YOUR INSTRUCTIONS>
Repeat the part of the listing that opens with the line containing "Mark the region of every instance of the shrub." and closes with the line containing "90], [40, 99]]", both of those lines included.

***** STORED RECORDS *****

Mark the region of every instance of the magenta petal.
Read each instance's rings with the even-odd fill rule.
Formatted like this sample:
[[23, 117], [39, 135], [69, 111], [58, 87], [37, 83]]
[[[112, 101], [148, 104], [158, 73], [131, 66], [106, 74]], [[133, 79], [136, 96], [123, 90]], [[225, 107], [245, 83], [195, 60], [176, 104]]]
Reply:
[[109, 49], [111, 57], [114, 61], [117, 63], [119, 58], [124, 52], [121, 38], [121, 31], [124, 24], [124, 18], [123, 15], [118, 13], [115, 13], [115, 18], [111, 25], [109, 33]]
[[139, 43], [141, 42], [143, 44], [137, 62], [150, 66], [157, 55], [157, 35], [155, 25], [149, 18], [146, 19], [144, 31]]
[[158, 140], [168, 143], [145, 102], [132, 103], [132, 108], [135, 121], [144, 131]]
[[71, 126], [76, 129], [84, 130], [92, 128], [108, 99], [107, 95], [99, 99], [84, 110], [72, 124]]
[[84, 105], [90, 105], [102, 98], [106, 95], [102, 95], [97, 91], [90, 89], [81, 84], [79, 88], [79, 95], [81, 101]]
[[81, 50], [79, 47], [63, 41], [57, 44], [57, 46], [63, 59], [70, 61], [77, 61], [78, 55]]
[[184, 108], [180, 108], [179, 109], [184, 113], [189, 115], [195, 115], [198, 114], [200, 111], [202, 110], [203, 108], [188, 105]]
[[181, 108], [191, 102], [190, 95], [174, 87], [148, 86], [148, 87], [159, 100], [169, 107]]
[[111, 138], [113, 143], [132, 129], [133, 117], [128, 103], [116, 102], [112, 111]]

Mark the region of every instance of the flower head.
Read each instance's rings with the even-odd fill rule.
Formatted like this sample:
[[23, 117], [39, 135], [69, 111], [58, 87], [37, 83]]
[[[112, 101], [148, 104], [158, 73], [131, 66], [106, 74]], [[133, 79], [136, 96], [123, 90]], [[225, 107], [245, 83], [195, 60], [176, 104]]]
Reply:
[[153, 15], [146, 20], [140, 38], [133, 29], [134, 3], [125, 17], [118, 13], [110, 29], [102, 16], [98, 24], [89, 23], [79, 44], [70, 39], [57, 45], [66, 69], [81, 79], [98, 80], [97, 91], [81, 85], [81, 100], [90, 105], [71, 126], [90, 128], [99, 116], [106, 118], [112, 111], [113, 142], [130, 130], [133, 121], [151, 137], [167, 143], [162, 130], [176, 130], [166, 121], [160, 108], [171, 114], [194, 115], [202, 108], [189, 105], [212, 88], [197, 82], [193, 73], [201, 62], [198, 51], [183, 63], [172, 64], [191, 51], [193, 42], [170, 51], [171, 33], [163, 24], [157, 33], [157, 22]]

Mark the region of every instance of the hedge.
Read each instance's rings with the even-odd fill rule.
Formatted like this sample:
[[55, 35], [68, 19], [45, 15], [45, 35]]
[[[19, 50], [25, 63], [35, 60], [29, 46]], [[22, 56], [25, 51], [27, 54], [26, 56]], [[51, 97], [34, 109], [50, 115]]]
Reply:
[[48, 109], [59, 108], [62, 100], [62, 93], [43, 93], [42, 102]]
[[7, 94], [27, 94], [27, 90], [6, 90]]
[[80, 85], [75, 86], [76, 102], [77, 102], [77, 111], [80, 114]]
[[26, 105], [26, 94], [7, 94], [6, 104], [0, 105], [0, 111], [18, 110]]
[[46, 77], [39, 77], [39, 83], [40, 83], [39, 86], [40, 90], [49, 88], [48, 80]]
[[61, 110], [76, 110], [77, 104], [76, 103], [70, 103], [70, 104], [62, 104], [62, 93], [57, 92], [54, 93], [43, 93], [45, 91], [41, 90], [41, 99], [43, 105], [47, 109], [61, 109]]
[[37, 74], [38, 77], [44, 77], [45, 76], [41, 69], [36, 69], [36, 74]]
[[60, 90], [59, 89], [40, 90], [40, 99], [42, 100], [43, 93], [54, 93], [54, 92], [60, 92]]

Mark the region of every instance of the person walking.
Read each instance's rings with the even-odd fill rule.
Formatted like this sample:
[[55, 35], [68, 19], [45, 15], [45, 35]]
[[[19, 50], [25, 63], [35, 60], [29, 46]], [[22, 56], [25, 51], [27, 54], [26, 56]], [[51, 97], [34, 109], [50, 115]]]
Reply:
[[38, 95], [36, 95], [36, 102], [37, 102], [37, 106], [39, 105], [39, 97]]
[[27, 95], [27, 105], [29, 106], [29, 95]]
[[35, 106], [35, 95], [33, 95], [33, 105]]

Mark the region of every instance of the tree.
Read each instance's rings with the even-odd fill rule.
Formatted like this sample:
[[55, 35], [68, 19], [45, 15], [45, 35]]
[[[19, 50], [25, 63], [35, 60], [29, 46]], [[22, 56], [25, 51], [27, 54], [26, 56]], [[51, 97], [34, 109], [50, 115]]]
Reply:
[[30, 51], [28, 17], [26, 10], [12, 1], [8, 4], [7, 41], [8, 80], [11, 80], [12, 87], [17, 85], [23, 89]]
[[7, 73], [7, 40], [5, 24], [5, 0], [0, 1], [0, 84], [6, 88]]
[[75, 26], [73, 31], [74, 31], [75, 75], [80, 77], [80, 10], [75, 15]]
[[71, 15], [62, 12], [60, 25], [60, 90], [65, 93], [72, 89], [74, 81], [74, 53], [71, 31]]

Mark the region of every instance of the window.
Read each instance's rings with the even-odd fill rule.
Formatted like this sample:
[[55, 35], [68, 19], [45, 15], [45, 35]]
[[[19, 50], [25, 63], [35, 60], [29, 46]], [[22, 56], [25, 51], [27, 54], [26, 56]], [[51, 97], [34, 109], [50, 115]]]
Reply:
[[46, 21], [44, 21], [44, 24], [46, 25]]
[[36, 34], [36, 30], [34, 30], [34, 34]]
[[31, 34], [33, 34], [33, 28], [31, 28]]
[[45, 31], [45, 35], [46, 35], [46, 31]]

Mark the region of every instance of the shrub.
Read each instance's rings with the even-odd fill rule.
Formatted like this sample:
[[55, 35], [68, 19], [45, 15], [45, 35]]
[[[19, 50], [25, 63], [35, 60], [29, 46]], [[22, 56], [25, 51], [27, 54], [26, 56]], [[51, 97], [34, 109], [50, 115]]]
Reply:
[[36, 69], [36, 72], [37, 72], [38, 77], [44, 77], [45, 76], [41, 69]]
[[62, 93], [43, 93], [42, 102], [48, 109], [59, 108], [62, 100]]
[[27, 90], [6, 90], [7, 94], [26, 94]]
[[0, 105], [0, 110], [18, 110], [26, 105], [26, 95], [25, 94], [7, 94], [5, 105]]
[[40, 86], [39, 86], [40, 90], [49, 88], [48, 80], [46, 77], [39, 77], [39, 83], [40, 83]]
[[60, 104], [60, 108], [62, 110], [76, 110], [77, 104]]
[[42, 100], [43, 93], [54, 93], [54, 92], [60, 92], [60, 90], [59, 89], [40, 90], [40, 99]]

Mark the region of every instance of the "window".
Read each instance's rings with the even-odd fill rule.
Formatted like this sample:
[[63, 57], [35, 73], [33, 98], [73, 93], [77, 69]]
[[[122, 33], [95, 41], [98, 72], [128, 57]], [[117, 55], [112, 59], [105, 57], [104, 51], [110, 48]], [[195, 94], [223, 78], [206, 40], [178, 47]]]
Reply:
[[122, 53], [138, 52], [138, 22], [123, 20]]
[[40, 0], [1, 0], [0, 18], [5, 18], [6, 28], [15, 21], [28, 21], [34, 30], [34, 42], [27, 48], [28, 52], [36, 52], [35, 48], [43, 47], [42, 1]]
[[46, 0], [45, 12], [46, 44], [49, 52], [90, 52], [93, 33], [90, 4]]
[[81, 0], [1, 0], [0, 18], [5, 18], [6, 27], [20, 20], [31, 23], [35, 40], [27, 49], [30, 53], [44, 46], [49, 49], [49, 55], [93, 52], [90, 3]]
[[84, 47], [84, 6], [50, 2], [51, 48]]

*****

REPLY TO THE EXERCISE>
Mark the region of every instance of the shrub.
Read each instance's rings with the even-odd fill rule.
Formatted like this sample:
[[55, 35], [68, 19], [45, 15], [45, 35]]
[[[19, 50], [25, 63], [35, 60], [29, 46]], [[22, 56], [25, 51], [27, 54], [26, 56]], [[51, 97], [34, 109], [50, 115]]]
Reply:
[[36, 69], [36, 72], [37, 72], [38, 77], [44, 77], [45, 76], [41, 69]]
[[62, 93], [43, 93], [42, 102], [48, 109], [59, 108], [62, 100]]
[[27, 90], [6, 90], [7, 94], [26, 94]]
[[0, 105], [0, 110], [18, 110], [26, 105], [26, 95], [25, 94], [7, 94], [5, 105]]
[[40, 86], [39, 86], [40, 90], [49, 88], [48, 80], [46, 77], [39, 77], [39, 83], [40, 83]]
[[60, 104], [60, 108], [62, 110], [76, 110], [77, 104]]
[[42, 100], [43, 93], [54, 93], [54, 92], [60, 92], [60, 90], [59, 89], [40, 90], [40, 99]]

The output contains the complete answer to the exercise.